• **GIVEN DATA**:
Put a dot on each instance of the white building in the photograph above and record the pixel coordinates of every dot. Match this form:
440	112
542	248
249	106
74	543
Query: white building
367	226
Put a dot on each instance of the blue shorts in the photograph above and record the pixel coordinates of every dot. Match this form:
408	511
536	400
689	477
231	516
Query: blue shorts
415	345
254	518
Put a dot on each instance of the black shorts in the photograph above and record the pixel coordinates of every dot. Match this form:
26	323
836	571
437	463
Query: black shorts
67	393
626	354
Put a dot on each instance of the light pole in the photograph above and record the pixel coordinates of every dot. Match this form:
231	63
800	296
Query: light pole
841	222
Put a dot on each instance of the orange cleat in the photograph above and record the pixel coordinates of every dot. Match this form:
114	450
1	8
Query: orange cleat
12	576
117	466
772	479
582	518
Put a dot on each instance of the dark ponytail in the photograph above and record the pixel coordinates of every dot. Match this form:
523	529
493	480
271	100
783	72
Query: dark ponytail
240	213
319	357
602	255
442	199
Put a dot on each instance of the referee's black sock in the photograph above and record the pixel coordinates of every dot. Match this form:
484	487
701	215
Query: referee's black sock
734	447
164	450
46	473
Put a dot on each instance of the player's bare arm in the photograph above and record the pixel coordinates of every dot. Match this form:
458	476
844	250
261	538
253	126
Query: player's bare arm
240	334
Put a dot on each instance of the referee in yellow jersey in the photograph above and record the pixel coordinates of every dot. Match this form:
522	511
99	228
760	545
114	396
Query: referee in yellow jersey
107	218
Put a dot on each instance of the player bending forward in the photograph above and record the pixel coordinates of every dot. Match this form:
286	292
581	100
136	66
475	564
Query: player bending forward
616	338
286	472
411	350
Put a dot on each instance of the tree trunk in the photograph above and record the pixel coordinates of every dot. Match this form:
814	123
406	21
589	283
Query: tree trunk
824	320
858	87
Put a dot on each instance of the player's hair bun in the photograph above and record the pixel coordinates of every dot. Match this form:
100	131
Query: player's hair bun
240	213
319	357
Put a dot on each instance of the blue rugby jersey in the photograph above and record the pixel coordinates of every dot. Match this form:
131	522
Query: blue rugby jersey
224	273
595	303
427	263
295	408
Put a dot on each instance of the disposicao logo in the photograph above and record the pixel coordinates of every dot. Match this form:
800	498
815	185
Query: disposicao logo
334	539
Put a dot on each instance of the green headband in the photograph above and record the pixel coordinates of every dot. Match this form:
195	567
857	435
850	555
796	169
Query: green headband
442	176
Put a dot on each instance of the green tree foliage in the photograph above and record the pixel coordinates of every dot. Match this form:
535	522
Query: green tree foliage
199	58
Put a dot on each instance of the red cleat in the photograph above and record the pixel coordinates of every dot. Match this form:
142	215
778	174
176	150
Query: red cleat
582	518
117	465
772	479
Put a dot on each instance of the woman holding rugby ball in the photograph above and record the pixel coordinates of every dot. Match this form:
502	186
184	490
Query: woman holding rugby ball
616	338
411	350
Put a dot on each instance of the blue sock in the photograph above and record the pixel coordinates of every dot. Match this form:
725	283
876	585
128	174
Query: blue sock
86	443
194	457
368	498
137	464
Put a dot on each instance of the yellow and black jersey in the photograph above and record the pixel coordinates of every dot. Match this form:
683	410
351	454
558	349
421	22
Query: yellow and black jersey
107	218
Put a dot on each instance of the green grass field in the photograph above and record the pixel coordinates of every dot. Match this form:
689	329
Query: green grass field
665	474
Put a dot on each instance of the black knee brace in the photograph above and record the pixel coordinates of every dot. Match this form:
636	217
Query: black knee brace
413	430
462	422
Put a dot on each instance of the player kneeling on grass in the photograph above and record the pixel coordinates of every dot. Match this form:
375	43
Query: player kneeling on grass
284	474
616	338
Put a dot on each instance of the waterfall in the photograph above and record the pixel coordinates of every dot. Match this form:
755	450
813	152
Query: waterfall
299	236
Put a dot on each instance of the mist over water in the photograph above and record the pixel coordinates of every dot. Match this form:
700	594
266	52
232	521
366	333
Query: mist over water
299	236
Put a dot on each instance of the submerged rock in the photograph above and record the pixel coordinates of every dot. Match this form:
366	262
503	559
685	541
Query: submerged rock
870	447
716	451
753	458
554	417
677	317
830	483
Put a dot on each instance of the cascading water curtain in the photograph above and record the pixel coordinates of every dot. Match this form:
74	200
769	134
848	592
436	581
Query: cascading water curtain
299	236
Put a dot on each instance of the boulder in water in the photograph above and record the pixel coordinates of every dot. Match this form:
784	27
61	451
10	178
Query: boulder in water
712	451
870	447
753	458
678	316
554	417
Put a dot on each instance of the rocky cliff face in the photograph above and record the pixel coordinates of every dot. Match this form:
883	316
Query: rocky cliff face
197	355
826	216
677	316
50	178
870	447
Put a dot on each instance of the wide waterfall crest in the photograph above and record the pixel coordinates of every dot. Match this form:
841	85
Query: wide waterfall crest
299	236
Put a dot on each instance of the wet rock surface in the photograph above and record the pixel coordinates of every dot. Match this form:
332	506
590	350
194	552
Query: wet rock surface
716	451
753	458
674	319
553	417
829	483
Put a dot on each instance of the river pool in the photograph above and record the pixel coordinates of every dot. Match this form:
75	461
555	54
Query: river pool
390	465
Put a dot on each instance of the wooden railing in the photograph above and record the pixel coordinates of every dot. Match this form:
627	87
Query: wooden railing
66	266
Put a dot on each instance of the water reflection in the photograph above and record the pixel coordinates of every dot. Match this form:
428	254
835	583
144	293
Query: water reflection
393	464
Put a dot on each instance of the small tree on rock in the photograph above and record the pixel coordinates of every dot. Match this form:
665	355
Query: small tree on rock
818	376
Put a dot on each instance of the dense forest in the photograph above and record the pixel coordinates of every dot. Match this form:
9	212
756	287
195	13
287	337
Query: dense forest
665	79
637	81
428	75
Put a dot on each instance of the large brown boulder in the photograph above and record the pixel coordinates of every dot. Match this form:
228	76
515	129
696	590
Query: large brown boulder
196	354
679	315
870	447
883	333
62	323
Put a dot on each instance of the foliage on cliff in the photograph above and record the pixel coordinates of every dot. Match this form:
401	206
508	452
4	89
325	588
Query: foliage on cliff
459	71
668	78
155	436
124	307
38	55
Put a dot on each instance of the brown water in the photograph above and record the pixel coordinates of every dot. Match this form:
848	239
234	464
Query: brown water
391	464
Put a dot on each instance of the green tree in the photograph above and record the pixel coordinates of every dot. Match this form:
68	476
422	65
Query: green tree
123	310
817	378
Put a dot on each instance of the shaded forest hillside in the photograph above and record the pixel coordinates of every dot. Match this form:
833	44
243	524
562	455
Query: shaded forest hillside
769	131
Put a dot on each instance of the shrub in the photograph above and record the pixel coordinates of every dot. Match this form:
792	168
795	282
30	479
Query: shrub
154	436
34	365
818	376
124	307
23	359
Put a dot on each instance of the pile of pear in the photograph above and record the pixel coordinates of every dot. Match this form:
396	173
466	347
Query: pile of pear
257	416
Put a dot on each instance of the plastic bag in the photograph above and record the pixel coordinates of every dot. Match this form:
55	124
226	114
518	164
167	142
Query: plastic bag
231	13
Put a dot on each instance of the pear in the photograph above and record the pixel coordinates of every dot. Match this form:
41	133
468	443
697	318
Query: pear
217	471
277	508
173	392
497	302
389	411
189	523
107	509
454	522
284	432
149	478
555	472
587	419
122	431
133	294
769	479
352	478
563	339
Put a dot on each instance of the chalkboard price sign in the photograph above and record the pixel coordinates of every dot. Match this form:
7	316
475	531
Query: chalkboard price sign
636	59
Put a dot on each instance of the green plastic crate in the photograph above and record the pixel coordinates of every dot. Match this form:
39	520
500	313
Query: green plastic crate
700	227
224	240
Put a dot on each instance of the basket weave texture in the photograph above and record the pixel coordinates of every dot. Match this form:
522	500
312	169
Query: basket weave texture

• **YOUR TASK**: Find the string "texture" in the records, then copy each line where it occurs.

• **RESPONSE AREA**:
Put a dot on each instance of the basket weave texture in the photograph above and record the pixel coordinates of every dot. Match this form:
Query: basket weave texture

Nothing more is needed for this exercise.